■ Do this ■
Rewrite the rows below as a two-column CSV with the headers "instruction" and "points", giving one line per row. Put each row's text and its answer in separate quoted fields, and replace any line breaks with spaces.

┌─ Rows

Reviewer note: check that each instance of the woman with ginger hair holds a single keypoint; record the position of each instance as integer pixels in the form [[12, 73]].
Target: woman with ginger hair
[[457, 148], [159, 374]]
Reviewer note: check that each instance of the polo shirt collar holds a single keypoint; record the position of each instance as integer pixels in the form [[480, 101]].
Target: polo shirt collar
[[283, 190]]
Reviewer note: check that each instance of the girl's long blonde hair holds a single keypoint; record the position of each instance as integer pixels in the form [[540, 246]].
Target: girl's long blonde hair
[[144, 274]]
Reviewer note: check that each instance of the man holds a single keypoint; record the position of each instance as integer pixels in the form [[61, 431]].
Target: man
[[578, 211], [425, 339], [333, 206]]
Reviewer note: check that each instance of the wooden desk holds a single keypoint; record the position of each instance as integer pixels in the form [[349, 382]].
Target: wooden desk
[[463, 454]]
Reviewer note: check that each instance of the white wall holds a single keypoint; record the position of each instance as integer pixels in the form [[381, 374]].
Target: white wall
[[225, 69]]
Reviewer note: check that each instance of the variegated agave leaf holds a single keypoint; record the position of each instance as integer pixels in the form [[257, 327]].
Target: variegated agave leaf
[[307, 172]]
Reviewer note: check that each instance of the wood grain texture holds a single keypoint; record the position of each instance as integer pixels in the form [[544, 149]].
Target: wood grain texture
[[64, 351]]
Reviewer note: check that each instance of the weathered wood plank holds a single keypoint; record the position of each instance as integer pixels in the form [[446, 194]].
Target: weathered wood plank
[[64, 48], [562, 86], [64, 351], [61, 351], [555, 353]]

└─

■ Response to the exercise ■
instruction,points
"Reviewer note: check that each instance of the woman with ginger hair holds a single keypoint; record the position of each instance as integer pixels in the form [[12, 73]]. Target: woman with ginger hair","[[457, 148], [159, 374]]"
"Reviewer note: check that each instance of the polo shirt collar holds a single keypoint; record the position of each instance as integer pixels in the form [[480, 101]]. Target: polo shirt collar","[[283, 190]]"
"Reviewer note: check that each instance of the girl's long blonde hair holds a single keypoint; record the position of each instance as integer pixels in the form [[540, 246]]. Target: girl's long blonde hair","[[144, 274]]"
"Reviewer note: check that each instance of the man holds a single keypoint; record the position of each instance as integer pixels in the form [[61, 431]]. Target: man","[[578, 211], [425, 339], [333, 206]]"
"Reviewer note: check that each instance of the wooden desk holds a single keypoint; record the position of each instance as integer pixels in the form [[349, 382]]. Target: wooden desk","[[463, 454]]"
"Reviewer note: check that each instance of the white wall holds a single keypoint; record the position of each instance as integer pixels in the form [[381, 374]]. Target: white wall","[[225, 69]]"
"Reviewer note: check that each instance of the variegated agave leaf holds a single keypoint; record the position of each instance as integer pixels in the form [[257, 327]]. Target: variegated agave leaf","[[307, 172]]"
"Reviewer note: check that each instance of the wood grain texture holds a single keypoint; record the position of each instance as integer pixels in the form [[544, 149]]. Target: wood grain texture","[[64, 351]]"
"Reviewer note: check that each instance of the weathered wood plank holds a single keypoint; record the position of each instance as integer pixels in the form [[446, 194]]. Target: weathered wood plank","[[64, 48], [562, 86], [64, 351], [61, 351], [555, 353]]"